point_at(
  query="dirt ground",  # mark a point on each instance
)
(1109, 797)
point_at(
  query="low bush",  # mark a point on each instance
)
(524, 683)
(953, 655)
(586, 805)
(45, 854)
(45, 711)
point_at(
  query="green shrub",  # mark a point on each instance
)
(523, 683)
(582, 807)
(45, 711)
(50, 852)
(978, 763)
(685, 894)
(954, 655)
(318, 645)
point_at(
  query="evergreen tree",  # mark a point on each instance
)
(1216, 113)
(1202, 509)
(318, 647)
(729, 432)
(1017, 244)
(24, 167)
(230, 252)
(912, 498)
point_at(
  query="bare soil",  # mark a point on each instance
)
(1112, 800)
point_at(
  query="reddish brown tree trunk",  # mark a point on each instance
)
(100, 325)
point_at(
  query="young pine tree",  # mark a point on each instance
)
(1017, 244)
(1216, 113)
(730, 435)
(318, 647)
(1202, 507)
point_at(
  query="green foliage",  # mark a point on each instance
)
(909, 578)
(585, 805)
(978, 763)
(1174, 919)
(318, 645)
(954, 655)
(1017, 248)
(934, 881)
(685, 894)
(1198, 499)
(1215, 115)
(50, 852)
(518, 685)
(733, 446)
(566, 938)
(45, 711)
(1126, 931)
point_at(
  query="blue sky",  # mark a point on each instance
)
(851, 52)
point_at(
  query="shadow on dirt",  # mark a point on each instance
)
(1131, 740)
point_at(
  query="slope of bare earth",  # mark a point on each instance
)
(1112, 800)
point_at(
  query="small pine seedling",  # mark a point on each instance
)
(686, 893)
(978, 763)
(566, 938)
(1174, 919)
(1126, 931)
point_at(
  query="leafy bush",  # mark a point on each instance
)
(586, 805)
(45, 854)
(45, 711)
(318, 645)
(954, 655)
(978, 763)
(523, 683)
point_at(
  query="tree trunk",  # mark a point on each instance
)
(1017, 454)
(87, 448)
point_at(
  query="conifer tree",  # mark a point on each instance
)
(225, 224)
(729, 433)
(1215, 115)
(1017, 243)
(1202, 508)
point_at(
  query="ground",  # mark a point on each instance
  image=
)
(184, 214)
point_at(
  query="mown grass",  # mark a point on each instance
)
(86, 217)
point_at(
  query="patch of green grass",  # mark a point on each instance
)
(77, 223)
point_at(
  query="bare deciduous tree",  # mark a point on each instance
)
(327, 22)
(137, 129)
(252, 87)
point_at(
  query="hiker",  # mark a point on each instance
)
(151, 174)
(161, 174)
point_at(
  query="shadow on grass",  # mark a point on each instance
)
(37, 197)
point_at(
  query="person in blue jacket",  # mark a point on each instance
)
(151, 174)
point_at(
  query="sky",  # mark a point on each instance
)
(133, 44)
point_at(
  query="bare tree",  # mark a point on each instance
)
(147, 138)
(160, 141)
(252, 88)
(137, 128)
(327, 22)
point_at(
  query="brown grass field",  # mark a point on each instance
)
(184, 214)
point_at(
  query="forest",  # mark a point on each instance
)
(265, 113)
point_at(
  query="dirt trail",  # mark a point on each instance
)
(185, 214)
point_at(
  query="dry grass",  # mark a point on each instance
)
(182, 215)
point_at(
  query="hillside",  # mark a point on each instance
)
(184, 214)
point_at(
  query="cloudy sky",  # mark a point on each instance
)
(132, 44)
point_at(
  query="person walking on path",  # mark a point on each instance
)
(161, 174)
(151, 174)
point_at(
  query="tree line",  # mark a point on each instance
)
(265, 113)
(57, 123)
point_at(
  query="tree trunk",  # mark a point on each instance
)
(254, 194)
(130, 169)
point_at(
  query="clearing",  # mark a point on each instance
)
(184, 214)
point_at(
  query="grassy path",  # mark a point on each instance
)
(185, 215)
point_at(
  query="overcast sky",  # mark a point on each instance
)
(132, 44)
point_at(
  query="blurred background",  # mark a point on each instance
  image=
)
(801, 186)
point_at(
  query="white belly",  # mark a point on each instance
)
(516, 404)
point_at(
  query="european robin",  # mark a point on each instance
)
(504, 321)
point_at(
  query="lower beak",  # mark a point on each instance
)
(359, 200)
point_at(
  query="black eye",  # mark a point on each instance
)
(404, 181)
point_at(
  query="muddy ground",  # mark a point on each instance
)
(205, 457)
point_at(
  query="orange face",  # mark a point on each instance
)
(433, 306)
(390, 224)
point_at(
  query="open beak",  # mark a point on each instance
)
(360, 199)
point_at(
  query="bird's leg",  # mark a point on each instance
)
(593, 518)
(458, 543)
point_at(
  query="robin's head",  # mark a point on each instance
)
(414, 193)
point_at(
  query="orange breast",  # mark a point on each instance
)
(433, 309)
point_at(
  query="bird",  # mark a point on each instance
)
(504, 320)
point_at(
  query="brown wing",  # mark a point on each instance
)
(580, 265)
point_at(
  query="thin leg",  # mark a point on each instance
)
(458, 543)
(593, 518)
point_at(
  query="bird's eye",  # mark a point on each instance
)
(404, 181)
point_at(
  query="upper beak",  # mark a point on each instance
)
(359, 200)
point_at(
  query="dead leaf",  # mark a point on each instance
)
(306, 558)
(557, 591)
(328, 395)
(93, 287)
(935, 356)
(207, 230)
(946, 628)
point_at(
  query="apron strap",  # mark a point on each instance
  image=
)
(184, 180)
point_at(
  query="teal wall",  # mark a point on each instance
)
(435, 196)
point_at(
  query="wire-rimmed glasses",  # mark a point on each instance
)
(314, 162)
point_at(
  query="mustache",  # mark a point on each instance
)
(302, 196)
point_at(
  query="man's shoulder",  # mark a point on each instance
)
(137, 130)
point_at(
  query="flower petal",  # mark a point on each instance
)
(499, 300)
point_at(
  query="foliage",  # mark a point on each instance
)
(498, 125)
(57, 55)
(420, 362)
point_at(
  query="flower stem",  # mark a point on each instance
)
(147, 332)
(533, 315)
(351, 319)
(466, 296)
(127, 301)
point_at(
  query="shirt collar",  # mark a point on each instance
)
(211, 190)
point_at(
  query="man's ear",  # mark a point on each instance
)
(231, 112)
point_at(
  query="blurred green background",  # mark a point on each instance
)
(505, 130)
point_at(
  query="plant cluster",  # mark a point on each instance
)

◆ Description of the task: Render every line of the listing above as a Markdown table with a Row column for the row number and an Entry column for the line. Leave out blank lines.

◆ The result:
| Row | Entry |
|---|---|
| 1 | point_at( |
| 2 |   query="dirt ground",  # mark a point on each instance |
| 3 | ) |
| 4 | (1109, 797) |
| 5 | point_at( |
| 6 |   query="low bush",  # mark a point on each instance |
| 7 | ) |
| 8 | (524, 683) |
| 9 | (953, 655) |
| 10 | (586, 805) |
| 11 | (45, 854) |
| 12 | (45, 711) |
| 13 | point_at( |
| 14 |   query="green shrub",  # mark a point on each instance |
| 15 | ) |
| 16 | (523, 683) |
| 17 | (582, 807) |
| 18 | (45, 711) |
| 19 | (50, 852) |
| 20 | (978, 763) |
| 21 | (685, 894) |
| 22 | (954, 655) |
| 23 | (318, 645) |
| 24 | point_at( |
| 25 |   query="evergreen tree",  # mark a point on each instance |
| 26 | ) |
| 27 | (1216, 113) |
| 28 | (1202, 509) |
| 29 | (318, 647) |
| 30 | (729, 432) |
| 31 | (1017, 244) |
| 32 | (24, 167) |
| 33 | (230, 252) |
| 34 | (912, 498) |
| 35 | point_at( |
| 36 |   query="bare soil",  # mark a point on each instance |
| 37 | ) |
| 38 | (1112, 800) |
| 39 | point_at( |
| 40 |   query="reddish brown tree trunk",  # mark a point on each instance |
| 41 | ) |
| 42 | (100, 325) |
| 43 | point_at( |
| 44 |   query="young pine tree",  # mark a point on each instance |
| 45 | ) |
| 46 | (1017, 244) |
| 47 | (1216, 113) |
| 48 | (730, 435) |
| 49 | (318, 647) |
| 50 | (1202, 507) |
| 51 | point_at( |
| 52 |   query="green foliage",  # mark a point on each instance |
| 53 | ) |
| 54 | (909, 578) |
| 55 | (585, 805) |
| 56 | (978, 763) |
| 57 | (1174, 919) |
| 58 | (318, 645) |
| 59 | (954, 655) |
| 60 | (1017, 248) |
| 61 | (934, 881) |
| 62 | (685, 894) |
| 63 | (1198, 499) |
| 64 | (1215, 115) |
| 65 | (50, 852) |
| 66 | (518, 685) |
| 67 | (733, 446) |
| 68 | (566, 938) |
| 69 | (45, 711) |
| 70 | (1126, 931) |
| 71 | point_at( |
| 72 |   query="blue sky",  # mark a point on each instance |
| 73 | ) |
| 74 | (851, 52) |
| 75 | point_at( |
| 76 |   query="shadow on dirt",  # mark a point on each instance |
| 77 | ) |
| 78 | (1131, 740) |
| 79 | point_at( |
| 80 |   query="slope of bare earth",  # mark a point on each instance |
| 81 | ) |
| 82 | (1112, 800) |
| 83 | point_at( |
| 84 |   query="small pine seedling",  # mark a point on each instance |
| 85 | ) |
| 86 | (686, 893) |
| 87 | (978, 763) |
| 88 | (566, 938) |
| 89 | (1174, 919) |
| 90 | (1126, 931) |
| 91 | point_at( |
| 92 |   query="leafy bush",  # mark a point on each instance |
| 93 | ) |
| 94 | (586, 805) |
| 95 | (45, 854) |
| 96 | (45, 711) |
| 97 | (318, 645) |
| 98 | (954, 655) |
| 99 | (978, 763) |
| 100 | (523, 683) |
| 101 | point_at( |
| 102 |   query="tree trunk",  # mark a point on each instance |
| 103 | ) |
| 104 | (1017, 454) |
| 105 | (87, 448) |
| 106 | point_at( |
| 107 |   query="conifer tree",  # mark a point on each instance |
| 108 | ) |
| 109 | (225, 224) |
| 110 | (729, 433) |
| 111 | (1215, 115) |
| 112 | (1017, 243) |
| 113 | (1202, 508) |
| 114 | point_at( |
| 115 |   query="ground",  # mark a point on each instance |
| 116 |   image= |
| 117 | ) |
| 118 | (184, 214) |
| 119 | point_at( |
| 120 |   query="mown grass",  # mark a point on each instance |
| 121 | ) |
| 122 | (86, 217) |
| 123 | point_at( |
| 124 |   query="patch of green grass",  # mark a point on each instance |
| 125 | ) |
| 126 | (77, 223) |
| 127 | point_at( |
| 128 |   query="bare deciduous tree",  # mark a point on each instance |
| 129 | ) |
| 130 | (327, 22) |
| 131 | (137, 129) |
| 132 | (252, 87) |
| 133 | point_at( |
| 134 |   query="hiker",  # mark a point on each instance |
| 135 | ) |
| 136 | (151, 174) |
| 137 | (161, 174) |
| 138 | point_at( |
| 139 |   query="shadow on grass",  # mark a point on each instance |
| 140 | ) |
| 141 | (37, 197) |
| 142 | point_at( |
| 143 |   query="person in blue jacket",  # mark a point on each instance |
| 144 | ) |
| 145 | (151, 174) |
| 146 | point_at( |
| 147 |   query="sky",  # mark a point on each instance |
| 148 | ) |
| 149 | (133, 44) |
| 150 | point_at( |
| 151 |   query="bare tree",  # mark a point on each instance |
| 152 | ) |
| 153 | (147, 138) |
| 154 | (160, 141) |
| 155 | (252, 88) |
| 156 | (137, 128) |
| 157 | (327, 22) |
| 158 | point_at( |
| 159 |   query="brown grass field",  # mark a point on each instance |
| 160 | ) |
| 161 | (184, 214) |
| 162 | point_at( |
| 163 |   query="forest",  # mark a point on each instance |
| 164 | ) |
| 165 | (265, 113) |
| 166 | point_at( |
| 167 |   query="dirt trail",  # mark a point on each instance |
| 168 | ) |
| 169 | (185, 214) |
| 170 | point_at( |
| 171 |   query="dry grass",  # mark a point on each instance |
| 172 | ) |
| 173 | (182, 215) |
| 174 | point_at( |
| 175 |   query="hillside",  # mark a point on each instance |
| 176 | ) |
| 177 | (184, 214) |
| 178 | point_at( |
| 179 |   query="cloudy sky",  # mark a point on each instance |
| 180 | ) |
| 181 | (132, 44) |
| 182 | point_at( |
| 183 |   query="person walking on path",  # mark a point on each instance |
| 184 | ) |
| 185 | (161, 174) |
| 186 | (151, 174) |
| 187 | point_at( |
| 188 |   query="tree line",  # mark a point on each instance |
| 189 | ) |
| 190 | (265, 113) |
| 191 | (57, 123) |
| 192 | point_at( |
| 193 |   query="tree trunk",  # mark a point on each instance |
| 194 | ) |
| 195 | (254, 194) |
| 196 | (130, 169) |
| 197 | point_at( |
| 198 |   query="clearing",  # mark a point on each instance |
| 199 | ) |
| 200 | (184, 214) |
| 201 | point_at( |
| 202 |   query="grassy path",  # mark a point on each instance |
| 203 | ) |
| 204 | (185, 215) |
| 205 | point_at( |
| 206 |   query="overcast sky",  # mark a point on each instance |
| 207 | ) |
| 208 | (132, 44) |
| 209 | point_at( |
| 210 |   query="blurred background",  # mark a point on each instance |
| 211 |   image= |
| 212 | ) |
| 213 | (801, 186) |
| 214 | point_at( |
| 215 |   query="white belly",  # mark a point on each instance |
| 216 | ) |
| 217 | (516, 404) |
| 218 | point_at( |
| 219 |   query="european robin",  # mark a point on each instance |
| 220 | ) |
| 221 | (504, 321) |
| 222 | point_at( |
| 223 |   query="lower beak",  # mark a point on each instance |
| 224 | ) |
| 225 | (359, 200) |
| 226 | point_at( |
| 227 |   query="black eye",  # mark a point on each instance |
| 228 | ) |
| 229 | (404, 181) |
| 230 | point_at( |
| 231 |   query="muddy ground",  # mark a point on each instance |
| 232 | ) |
| 233 | (205, 457) |
| 234 | point_at( |
| 235 |   query="orange face",  # mark a point on each instance |
| 236 | ) |
| 237 | (433, 306) |
| 238 | (390, 224) |
| 239 | point_at( |
| 240 |   query="open beak",  # mark a point on each instance |
| 241 | ) |
| 242 | (360, 199) |
| 243 | point_at( |
| 244 |   query="bird's leg",  # mark a point on each instance |
| 245 | ) |
| 246 | (593, 518) |
| 247 | (458, 543) |
| 248 | point_at( |
| 249 |   query="robin's head",  # mark a point on each instance |
| 250 | ) |
| 251 | (414, 193) |
| 252 | point_at( |
| 253 |   query="orange breast",  # mark a point on each instance |
| 254 | ) |
| 255 | (433, 309) |
| 256 | point_at( |
| 257 |   query="bird",  # mark a point on each instance |
| 258 | ) |
| 259 | (504, 320) |
| 260 | point_at( |
| 261 |   query="brown wing",  # mark a point on each instance |
| 262 | ) |
| 263 | (580, 265) |
| 264 | point_at( |
| 265 |   query="thin leg",  # mark a point on each instance |
| 266 | ) |
| 267 | (458, 543) |
| 268 | (593, 518) |
| 269 | point_at( |
| 270 |   query="bird's eye",  # mark a point on each instance |
| 271 | ) |
| 272 | (404, 181) |
| 273 | point_at( |
| 274 |   query="upper beak",  # mark a point on each instance |
| 275 | ) |
| 276 | (359, 200) |
| 277 | point_at( |
| 278 |   query="dead leaf",  # mark a point on each instance |
| 279 | ) |
| 280 | (306, 558) |
| 281 | (557, 591) |
| 282 | (328, 395) |
| 283 | (93, 287) |
| 284 | (935, 356) |
| 285 | (207, 230) |
| 286 | (946, 628) |
| 287 | point_at( |
| 288 |   query="apron strap",  # mark a point on each instance |
| 289 |   image= |
| 290 | ) |
| 291 | (184, 180) |
| 292 | point_at( |
| 293 |   query="teal wall",  # mark a point on each instance |
| 294 | ) |
| 295 | (435, 196) |
| 296 | point_at( |
| 297 |   query="wire-rimmed glasses",  # mark a point on each instance |
| 298 | ) |
| 299 | (314, 162) |
| 300 | point_at( |
| 301 |   query="mustache",  # mark a point on each instance |
| 302 | ) |
| 303 | (302, 196) |
| 304 | point_at( |
| 305 |   query="man's shoulder",  # mark a point on each instance |
| 306 | ) |
| 307 | (137, 130) |
| 308 | point_at( |
| 309 |   query="flower petal",  # mark a point on each instance |
| 310 | ) |
| 311 | (499, 300) |
| 312 | point_at( |
| 313 |   query="foliage",  # mark a point on each instance |
| 314 | ) |
| 315 | (498, 125) |
| 316 | (57, 55) |
| 317 | (420, 362) |
| 318 | point_at( |
| 319 |   query="flower stem",  # mark a point on each instance |
| 320 | ) |
| 321 | (147, 332) |
| 322 | (533, 315) |
| 323 | (351, 319) |
| 324 | (466, 296) |
| 325 | (127, 301) |
| 326 | point_at( |
| 327 |   query="shirt collar",  # mark a point on each instance |
| 328 | ) |
| 329 | (211, 190) |
| 330 | point_at( |
| 331 |   query="man's ear",  # mark a point on each instance |
| 332 | ) |
| 333 | (231, 112) |
| 334 | point_at( |
| 335 |   query="blurred green background",  # mark a point on each instance |
| 336 | ) |
| 337 | (505, 130) |
| 338 | point_at( |
| 339 |   query="plant cluster",  # mark a point on each instance |
| 340 | ) |